> **REQUIREMENT**
Each line from the one containing "Your task is to locate every instance of concrete" through the end of the entries below must be output exactly; no other line belongs.

> **SOURCE MATERIAL**
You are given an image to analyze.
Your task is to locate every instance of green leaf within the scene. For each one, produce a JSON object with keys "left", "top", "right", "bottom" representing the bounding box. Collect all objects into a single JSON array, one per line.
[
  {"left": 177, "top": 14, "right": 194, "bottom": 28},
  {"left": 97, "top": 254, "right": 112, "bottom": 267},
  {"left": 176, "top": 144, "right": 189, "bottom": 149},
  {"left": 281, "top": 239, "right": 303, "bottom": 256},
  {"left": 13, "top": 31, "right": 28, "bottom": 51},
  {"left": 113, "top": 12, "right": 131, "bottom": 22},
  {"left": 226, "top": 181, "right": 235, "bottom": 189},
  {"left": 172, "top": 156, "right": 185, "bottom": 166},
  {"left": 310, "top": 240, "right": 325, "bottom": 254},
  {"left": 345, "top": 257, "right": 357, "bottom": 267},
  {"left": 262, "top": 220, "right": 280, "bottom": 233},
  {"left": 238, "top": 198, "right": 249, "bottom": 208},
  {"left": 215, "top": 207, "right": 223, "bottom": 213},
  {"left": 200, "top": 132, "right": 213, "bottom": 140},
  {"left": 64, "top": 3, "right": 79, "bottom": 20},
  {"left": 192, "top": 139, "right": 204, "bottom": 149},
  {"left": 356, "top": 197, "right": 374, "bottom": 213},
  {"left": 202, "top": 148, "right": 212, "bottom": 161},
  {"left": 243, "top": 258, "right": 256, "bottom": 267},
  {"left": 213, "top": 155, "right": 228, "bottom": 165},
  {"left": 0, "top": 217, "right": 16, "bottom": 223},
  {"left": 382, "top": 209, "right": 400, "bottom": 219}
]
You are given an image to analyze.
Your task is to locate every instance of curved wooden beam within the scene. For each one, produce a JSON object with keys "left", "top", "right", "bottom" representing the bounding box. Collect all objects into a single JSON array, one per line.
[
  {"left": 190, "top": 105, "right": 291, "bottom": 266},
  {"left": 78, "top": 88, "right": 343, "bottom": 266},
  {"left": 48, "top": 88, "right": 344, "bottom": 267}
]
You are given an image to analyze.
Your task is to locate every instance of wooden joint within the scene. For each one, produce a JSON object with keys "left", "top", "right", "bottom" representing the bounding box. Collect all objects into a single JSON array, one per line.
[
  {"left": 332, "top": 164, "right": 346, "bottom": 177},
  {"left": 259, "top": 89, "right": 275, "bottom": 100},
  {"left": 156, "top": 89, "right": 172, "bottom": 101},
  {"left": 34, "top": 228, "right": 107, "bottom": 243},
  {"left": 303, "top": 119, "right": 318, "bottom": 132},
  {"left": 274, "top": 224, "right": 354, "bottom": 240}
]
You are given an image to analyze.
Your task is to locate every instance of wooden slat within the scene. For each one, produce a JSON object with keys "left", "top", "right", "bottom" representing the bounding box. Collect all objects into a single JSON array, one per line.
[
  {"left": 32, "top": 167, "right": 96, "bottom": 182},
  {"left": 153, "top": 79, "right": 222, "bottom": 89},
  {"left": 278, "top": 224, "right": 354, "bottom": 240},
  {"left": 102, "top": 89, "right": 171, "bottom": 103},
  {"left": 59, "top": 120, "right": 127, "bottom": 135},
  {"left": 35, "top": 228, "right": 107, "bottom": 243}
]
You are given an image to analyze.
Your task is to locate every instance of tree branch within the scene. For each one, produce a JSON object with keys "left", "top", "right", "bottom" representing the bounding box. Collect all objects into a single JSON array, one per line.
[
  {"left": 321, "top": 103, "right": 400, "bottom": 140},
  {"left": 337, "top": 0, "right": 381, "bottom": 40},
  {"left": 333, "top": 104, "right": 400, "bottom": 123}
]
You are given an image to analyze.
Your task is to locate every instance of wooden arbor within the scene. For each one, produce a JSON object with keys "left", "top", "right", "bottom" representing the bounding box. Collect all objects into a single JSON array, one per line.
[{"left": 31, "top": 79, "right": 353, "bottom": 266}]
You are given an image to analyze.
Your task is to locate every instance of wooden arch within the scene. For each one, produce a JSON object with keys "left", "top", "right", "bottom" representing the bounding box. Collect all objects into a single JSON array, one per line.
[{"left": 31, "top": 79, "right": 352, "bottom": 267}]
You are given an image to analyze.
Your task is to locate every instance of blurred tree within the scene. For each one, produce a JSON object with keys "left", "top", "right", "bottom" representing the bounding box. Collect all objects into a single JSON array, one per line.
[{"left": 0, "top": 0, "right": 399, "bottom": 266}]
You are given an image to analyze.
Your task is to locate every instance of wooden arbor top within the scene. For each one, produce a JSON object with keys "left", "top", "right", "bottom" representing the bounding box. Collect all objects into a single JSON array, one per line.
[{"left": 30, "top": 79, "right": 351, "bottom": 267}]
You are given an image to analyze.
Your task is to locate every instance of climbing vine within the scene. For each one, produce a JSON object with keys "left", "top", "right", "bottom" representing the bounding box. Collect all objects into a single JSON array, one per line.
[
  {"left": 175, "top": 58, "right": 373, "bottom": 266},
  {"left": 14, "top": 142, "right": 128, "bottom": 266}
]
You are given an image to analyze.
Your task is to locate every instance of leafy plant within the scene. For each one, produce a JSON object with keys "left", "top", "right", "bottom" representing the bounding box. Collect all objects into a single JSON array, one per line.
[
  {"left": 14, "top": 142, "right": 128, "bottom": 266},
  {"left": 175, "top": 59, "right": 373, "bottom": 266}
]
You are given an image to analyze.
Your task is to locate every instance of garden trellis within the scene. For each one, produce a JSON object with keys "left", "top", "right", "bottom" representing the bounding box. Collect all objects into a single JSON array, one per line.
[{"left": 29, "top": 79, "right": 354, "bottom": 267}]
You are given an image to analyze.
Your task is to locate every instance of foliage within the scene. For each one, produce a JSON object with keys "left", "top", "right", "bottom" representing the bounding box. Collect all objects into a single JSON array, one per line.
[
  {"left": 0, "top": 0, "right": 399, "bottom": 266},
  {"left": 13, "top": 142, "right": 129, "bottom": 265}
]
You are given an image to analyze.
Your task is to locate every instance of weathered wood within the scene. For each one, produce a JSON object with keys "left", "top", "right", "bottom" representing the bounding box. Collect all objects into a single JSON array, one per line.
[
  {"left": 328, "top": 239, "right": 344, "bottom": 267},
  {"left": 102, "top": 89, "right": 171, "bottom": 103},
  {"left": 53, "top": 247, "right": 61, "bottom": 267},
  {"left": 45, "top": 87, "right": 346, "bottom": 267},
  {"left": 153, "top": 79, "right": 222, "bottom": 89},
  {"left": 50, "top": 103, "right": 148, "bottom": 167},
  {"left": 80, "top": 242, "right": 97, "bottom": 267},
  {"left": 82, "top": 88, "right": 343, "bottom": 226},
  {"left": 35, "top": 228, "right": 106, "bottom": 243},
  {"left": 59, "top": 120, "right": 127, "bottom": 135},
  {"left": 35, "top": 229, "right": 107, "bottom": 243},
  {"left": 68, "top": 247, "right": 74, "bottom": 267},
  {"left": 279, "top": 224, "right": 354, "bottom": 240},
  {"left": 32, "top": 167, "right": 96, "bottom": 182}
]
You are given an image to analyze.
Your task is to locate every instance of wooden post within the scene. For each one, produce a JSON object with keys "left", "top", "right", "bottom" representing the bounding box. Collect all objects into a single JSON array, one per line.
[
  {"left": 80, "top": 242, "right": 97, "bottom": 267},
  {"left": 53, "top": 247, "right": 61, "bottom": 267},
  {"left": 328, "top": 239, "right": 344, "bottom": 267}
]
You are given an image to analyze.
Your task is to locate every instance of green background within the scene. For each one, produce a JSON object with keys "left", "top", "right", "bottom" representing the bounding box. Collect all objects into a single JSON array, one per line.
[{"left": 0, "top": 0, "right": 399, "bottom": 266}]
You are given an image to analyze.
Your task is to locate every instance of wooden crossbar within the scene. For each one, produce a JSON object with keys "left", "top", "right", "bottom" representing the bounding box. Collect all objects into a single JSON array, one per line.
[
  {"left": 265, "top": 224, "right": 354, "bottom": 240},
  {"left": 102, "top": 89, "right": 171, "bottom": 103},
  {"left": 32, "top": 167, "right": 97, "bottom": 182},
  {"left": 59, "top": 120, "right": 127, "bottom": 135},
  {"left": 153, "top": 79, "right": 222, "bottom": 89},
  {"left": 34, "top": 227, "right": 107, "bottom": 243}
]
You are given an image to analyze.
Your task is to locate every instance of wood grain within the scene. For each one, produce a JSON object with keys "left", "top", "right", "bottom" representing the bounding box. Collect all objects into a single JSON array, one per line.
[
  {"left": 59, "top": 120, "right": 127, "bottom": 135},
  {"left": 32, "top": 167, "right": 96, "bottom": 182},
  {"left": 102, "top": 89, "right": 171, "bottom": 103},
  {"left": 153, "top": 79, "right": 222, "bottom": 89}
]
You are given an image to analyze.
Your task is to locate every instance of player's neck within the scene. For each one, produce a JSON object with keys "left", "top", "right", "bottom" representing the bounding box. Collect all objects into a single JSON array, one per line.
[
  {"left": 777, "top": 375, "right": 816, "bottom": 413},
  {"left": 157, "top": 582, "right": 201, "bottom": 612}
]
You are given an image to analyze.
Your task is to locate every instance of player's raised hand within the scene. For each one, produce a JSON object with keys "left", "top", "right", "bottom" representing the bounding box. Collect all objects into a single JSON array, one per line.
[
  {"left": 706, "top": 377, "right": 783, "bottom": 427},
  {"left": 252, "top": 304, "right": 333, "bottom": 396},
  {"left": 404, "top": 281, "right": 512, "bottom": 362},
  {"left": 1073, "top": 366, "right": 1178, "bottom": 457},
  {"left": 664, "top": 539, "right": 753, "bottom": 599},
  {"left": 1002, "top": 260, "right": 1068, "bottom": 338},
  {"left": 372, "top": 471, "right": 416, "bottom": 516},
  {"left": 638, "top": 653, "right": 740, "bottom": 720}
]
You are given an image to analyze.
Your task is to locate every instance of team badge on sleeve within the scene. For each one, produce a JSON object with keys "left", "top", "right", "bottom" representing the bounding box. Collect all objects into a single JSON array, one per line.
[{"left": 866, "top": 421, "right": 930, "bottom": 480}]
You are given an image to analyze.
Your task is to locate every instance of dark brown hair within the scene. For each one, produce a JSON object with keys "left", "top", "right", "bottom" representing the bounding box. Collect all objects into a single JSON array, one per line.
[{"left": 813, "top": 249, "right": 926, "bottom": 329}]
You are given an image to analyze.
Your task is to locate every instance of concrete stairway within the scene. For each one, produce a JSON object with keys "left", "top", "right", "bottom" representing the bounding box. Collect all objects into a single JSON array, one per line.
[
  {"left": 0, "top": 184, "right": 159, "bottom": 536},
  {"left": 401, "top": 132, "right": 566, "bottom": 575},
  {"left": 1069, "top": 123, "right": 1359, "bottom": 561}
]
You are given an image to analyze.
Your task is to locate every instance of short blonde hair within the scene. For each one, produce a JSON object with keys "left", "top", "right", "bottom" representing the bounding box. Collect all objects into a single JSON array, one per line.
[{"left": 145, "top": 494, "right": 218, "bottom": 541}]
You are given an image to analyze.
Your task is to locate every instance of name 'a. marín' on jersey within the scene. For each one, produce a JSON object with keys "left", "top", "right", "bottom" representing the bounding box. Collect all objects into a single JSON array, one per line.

> **EXERCISE SOLUTION**
Your task is to locate every instance of concrete stairway within the scene. For each one, produce a JSON object with keys "left", "top", "right", "bottom" representing the bounding box. Collect all objects into a single JSON array, one per line.
[
  {"left": 0, "top": 184, "right": 159, "bottom": 536},
  {"left": 401, "top": 132, "right": 566, "bottom": 575},
  {"left": 1069, "top": 123, "right": 1359, "bottom": 561}
]
You are given an image to analyze.
Your task is to locate every instance of short blonde hair within the scene. For each one, produce a JSON object with keys "left", "top", "right", "bottom" representing the bounding box. Collect all objects into a single JSON array, one per line.
[{"left": 145, "top": 494, "right": 218, "bottom": 541}]
You are given an image to analyze.
Your task is to locate every instance of name 'a. marín' on jersey within the scene. For each one, produce a JSON object with keys "left", "top", "right", "bottom" representing the bounding box. Collect all objects into a single JSON array, one per line.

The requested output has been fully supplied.